— Text provided —
┌────────
Marijuana use is a public health concern. Withdrawal that occurs in over one-half of daily marijuana users is responsible, in part, for marijuana smoking. However, cannabinoids in marijuana produce a variety of therapeutic effects (analgesic and anti-emetic effects). While progress has been made toward establishing receptor mechanisms underlying the behavioral effects of cannabinoids, it is not clear whether the clinically useful actions and abuse liability of cannabinoids vary as a function of pharmacologic efficacy at cannabinoid receptors. Moreover, it is not clear whether pharmacologic modulation (e.g. decreased metabolism or cellular uptake) of endogenous cannabinoid agonists (e.g. anandamide) produces therapeutic effects and less of the non-preferred effects associated with direct cannabinoid agonism. This competing continuation of an R01 examines cannabinoid and non-cannabinoid approaches for treating marijuana withdrawal. This application further examines relationships between behavioral effects, pharmacologic (agonist) efficacy, and pharmacologic manipulation of endocannabinoid levels in assays predictive of marijuana-like effects in humans.
Aim 1 uses a drug discrimination assay of rimonabant-induced cannabinoid withdrawal in rhesus monkeys to characterize the neuropharmacology of withdrawal that emerges upon discontinuation of treatment.
Aim 2 explores relationships between pharmacologic (agonist) efficacy at cannabinoid receptors and behavioral effects. Tolerance and cross-tolerance among cannabinoids that vary in efficacy will be examined in rhesus monkeys discriminating 9-tetrahydrocannabinol ( 9-THC).
└────────
— Supplied information —
┌────────
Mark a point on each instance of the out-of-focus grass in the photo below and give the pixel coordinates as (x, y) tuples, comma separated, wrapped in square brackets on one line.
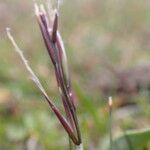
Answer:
[(94, 32)]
└────────
— Activity 1 —
Rewrite the passage on cannabinoid research from "Aim 1 uses a" up to and including "discontinuation of treatment.", with "discontinuation" changed to "cessation".
— Activity 2 —
In the passage on cannabinoid research, what share of daily marijuana users experience withdrawal?

— Expected output 1 —
Aim 1 uses a drug discrimination assay of rimonabant-induced cannabinoid withdrawal in rhesus monkeys to characterize the neuropharmacology of withdrawal that emerges upon cessation of treatment.

— Expected output 2 —
Over one-half of daily marijuana users.